**WHAT THIS EXERCISE ASKS:**
(A) According to the Panama Canal text, how many people had died by the time the French abandoned work on the canal?
(B) Resume the Panama Canal text from its last sentence.

**EXCERPT PROVIDED:**
Since the construction of the Panama Canal was deemed: “One of the largest and most difficult engineering projects ever undertaken” (– Wikipedia), I decided it just had to be included in my Top-100 Must-See Places in the World. It was one of those Top-100s I hadn’t visited, but my recent few days in Panama gave me a +1 to my actually-visited Top-100s, and, boy, am I glad: it’s a unique feat of human thought, design and construction, and still the monopolist for marine-bisecting the Americas. And it’s so in-demand that they don’t sell ‘tickets’ for a ship to get through the canal as per some kinda price list; no, they auction them instead – with prices paid sometimes reaching hundreds of thousands of dollars!
It’s also got plenty of fascinating tales to tell regarding its construction. The first attempt to build it – in the 19th century by the French – was eventually called off as money ran out after it overran its completion targets, but not before thousands of workers died during the doomed construction project from yellow fever, malaria and other tropical diseases. The death rate was at one time higher than 200 per month! Oh my ghoulish. (And if my memory serves me well, I do believe it was here that it was first realized that such diseases were in fact spread by mosquitoes.) After work was abandoned (after 22,000 had died) corruption scandals – regarded to be the largest of the 19th century! – ensued. Then the Americans took things over. Later, the Panamanians wanted to seize it over for themselves, and on and on a checkered history of revolutions and other political upheavals.

**AVAILABLE DATA:**
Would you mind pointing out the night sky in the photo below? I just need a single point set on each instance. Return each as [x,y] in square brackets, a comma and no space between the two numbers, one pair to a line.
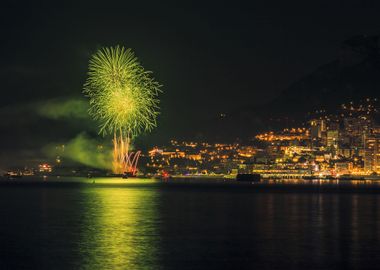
[211,57]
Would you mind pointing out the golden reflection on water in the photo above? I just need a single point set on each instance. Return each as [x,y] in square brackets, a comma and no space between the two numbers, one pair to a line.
[119,228]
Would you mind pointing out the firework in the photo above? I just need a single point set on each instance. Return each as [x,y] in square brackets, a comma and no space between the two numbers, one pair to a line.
[123,98]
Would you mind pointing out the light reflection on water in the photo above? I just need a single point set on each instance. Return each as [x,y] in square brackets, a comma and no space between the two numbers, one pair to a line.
[146,224]
[119,226]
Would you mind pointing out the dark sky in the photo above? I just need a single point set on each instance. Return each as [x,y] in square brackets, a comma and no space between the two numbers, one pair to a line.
[211,57]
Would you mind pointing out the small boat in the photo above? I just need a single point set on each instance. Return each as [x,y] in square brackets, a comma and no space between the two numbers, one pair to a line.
[248,177]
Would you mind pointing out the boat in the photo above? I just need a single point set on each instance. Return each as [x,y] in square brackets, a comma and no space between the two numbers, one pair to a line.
[248,177]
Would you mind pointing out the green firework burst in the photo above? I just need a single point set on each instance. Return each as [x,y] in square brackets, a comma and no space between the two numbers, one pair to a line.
[123,96]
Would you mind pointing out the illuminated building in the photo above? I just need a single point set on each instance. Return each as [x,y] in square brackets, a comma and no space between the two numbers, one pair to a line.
[317,127]
[372,154]
[332,138]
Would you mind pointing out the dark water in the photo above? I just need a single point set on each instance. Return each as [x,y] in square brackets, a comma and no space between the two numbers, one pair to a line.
[145,224]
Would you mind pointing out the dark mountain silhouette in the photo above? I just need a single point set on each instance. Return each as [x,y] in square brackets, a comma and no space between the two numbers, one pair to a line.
[352,76]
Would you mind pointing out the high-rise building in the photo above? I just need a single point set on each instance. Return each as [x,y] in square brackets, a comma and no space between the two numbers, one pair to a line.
[372,153]
[332,138]
[317,127]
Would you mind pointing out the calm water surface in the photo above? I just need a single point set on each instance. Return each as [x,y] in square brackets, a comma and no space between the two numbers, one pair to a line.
[146,224]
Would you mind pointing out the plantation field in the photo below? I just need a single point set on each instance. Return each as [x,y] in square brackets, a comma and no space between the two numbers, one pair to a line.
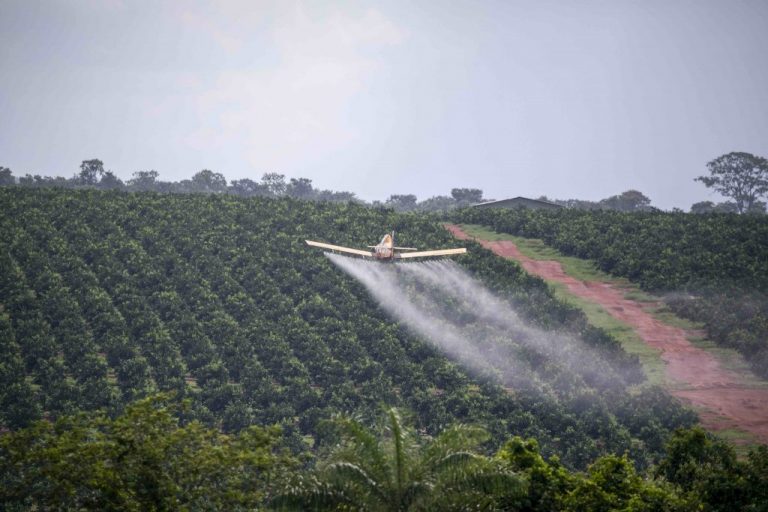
[109,297]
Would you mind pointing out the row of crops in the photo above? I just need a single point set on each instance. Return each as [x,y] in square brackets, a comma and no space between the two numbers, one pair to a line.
[712,268]
[108,297]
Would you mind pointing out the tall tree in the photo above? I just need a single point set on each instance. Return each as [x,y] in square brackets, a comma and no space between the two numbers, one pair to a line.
[91,171]
[6,177]
[741,176]
[397,470]
[402,202]
[467,195]
[143,180]
[629,201]
[209,181]
[275,183]
[300,188]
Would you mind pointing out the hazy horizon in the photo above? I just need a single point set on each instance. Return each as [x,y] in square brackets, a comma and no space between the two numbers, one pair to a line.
[518,98]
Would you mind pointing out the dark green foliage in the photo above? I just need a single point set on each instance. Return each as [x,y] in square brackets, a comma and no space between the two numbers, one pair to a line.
[109,297]
[394,468]
[707,469]
[143,460]
[660,251]
[721,260]
[151,457]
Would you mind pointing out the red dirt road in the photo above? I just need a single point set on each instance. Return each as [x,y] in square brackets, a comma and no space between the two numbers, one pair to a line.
[723,398]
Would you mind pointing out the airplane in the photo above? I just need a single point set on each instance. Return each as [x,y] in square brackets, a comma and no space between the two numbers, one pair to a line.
[386,250]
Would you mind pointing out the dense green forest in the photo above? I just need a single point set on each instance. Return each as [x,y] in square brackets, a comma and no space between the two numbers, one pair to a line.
[274,364]
[109,297]
[712,268]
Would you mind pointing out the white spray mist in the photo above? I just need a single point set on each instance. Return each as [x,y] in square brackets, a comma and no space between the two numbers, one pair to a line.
[447,307]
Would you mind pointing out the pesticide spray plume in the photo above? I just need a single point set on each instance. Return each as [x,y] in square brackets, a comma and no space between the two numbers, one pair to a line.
[441,303]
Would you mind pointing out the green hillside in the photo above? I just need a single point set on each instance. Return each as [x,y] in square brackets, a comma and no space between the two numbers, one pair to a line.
[108,297]
[712,268]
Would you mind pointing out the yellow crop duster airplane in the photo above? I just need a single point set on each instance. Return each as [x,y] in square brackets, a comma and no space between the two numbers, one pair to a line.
[386,250]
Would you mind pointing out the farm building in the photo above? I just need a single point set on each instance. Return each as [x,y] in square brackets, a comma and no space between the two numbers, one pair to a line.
[518,202]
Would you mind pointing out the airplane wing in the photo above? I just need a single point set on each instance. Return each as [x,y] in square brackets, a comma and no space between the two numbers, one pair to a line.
[439,252]
[339,248]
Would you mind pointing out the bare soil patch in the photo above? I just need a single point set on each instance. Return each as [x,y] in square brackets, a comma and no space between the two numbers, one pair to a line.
[723,397]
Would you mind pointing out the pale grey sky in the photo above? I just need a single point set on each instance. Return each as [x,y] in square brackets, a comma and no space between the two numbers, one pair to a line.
[568,99]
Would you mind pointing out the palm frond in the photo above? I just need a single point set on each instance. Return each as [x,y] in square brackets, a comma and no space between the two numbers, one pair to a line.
[354,474]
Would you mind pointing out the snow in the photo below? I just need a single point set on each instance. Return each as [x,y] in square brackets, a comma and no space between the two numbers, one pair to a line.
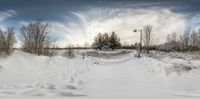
[121,75]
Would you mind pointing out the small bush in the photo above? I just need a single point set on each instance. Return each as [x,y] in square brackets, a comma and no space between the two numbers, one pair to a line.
[69,53]
[7,40]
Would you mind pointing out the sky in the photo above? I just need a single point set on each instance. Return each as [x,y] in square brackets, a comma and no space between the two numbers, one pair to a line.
[79,21]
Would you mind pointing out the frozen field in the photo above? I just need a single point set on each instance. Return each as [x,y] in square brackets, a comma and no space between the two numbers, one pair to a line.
[117,74]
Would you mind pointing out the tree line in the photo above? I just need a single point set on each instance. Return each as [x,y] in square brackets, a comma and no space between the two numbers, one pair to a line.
[106,41]
[36,39]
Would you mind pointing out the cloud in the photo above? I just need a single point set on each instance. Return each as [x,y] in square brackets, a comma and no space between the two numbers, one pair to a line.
[7,14]
[85,25]
[122,21]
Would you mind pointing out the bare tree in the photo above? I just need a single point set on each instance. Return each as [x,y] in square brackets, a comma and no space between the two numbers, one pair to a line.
[7,40]
[194,39]
[172,38]
[36,37]
[185,38]
[148,37]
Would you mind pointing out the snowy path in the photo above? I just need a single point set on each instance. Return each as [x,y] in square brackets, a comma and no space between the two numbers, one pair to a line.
[24,74]
[131,79]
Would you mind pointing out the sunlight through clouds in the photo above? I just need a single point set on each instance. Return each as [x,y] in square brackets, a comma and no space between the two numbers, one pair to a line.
[122,21]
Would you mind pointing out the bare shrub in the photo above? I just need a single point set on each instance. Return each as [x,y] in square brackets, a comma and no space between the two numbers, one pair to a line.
[148,37]
[7,40]
[36,38]
[69,53]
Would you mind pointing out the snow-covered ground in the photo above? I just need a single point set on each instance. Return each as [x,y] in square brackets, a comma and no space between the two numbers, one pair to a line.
[121,75]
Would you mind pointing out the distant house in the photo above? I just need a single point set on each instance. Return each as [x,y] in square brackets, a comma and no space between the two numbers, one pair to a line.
[172,46]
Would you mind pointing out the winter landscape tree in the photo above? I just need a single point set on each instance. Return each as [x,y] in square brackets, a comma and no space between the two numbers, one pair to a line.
[7,40]
[148,37]
[36,37]
[105,41]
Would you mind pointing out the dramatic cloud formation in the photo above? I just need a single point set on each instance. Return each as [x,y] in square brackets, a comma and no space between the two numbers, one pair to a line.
[7,14]
[4,15]
[122,21]
[80,21]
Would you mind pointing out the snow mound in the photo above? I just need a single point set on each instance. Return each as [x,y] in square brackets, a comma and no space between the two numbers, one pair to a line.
[30,75]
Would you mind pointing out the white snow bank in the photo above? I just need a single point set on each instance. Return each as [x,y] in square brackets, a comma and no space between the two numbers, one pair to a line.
[27,74]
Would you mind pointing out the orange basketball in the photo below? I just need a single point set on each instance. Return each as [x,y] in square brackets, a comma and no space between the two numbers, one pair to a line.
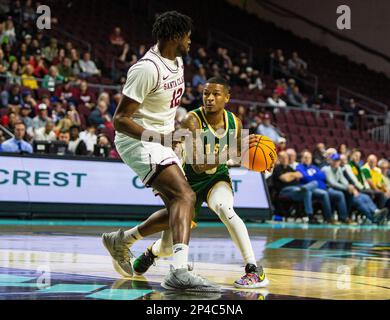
[262,156]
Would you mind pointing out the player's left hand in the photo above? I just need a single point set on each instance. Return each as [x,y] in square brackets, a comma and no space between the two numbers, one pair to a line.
[249,142]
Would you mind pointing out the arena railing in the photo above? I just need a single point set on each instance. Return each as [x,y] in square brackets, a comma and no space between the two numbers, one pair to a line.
[306,81]
[376,119]
[227,41]
[344,94]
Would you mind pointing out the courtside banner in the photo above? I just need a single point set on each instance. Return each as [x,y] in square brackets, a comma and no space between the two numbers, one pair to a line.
[24,179]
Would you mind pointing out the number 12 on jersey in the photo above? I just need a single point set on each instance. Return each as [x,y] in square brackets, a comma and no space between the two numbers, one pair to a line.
[176,98]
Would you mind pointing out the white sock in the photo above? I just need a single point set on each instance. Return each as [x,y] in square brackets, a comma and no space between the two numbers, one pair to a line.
[163,247]
[180,256]
[221,202]
[132,236]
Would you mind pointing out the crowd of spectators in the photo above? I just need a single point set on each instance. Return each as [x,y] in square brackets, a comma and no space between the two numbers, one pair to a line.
[337,181]
[45,95]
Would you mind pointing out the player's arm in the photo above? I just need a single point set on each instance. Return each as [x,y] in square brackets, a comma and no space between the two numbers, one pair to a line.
[141,79]
[123,121]
[191,123]
[243,143]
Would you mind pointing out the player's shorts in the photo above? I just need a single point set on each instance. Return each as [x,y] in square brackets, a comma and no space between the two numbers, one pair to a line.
[202,189]
[145,158]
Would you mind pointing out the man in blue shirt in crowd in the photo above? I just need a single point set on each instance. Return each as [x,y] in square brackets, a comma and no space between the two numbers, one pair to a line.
[17,144]
[324,194]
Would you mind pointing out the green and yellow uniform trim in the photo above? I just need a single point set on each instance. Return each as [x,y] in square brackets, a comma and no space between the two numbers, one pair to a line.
[202,183]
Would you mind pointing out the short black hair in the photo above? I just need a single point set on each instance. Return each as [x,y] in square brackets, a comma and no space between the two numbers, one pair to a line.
[171,24]
[74,126]
[219,80]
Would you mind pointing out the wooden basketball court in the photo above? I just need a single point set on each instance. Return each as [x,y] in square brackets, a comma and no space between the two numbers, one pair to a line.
[66,260]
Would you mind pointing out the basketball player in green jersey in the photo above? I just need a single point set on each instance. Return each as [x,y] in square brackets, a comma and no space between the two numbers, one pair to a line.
[211,182]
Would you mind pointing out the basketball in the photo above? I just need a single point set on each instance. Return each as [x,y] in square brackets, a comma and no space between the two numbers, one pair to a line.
[262,156]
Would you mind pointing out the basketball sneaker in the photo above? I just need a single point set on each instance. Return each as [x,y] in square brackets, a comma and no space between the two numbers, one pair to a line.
[119,251]
[144,262]
[380,216]
[254,277]
[183,279]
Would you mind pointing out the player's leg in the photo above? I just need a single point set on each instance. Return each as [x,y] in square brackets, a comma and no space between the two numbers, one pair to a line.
[179,199]
[173,186]
[220,200]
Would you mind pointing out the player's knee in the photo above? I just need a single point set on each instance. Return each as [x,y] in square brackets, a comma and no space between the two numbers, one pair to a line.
[188,196]
[225,210]
[165,252]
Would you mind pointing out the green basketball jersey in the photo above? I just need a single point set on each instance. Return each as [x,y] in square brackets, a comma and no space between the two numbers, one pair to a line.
[215,143]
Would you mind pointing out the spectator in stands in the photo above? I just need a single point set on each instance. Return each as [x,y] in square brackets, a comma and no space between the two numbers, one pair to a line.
[28,79]
[17,144]
[286,182]
[254,124]
[282,144]
[13,74]
[40,69]
[292,158]
[383,164]
[356,114]
[362,202]
[85,96]
[352,171]
[276,101]
[319,155]
[103,146]
[26,119]
[74,57]
[374,178]
[46,133]
[343,149]
[99,117]
[64,136]
[9,31]
[88,67]
[253,79]
[89,137]
[296,65]
[199,77]
[65,122]
[267,129]
[311,173]
[12,98]
[51,51]
[116,38]
[280,87]
[52,79]
[65,69]
[279,65]
[76,145]
[41,118]
[294,97]
[66,93]
[11,119]
[29,13]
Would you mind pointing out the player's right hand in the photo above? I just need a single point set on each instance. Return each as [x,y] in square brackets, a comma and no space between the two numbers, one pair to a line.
[249,142]
[175,137]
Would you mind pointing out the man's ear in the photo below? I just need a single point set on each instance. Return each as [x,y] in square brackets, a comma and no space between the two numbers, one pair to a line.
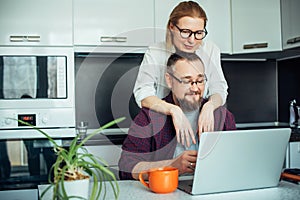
[168,80]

**PER-TASK ANSWERS:**
(A) 22,000

(B)
But let me get away from the politics and back to the hydro-technical engineering…
You can sit and watch the canal’s locks opening and closing, the raising or lowering of the tankers, and their slow movement along the canal forever. Mind-blowing and hypnotic. But if you want more on the history of the place there’s a nice museum too (plus a restaurant with the perfect birds-eye view of the canal’s comings and goings).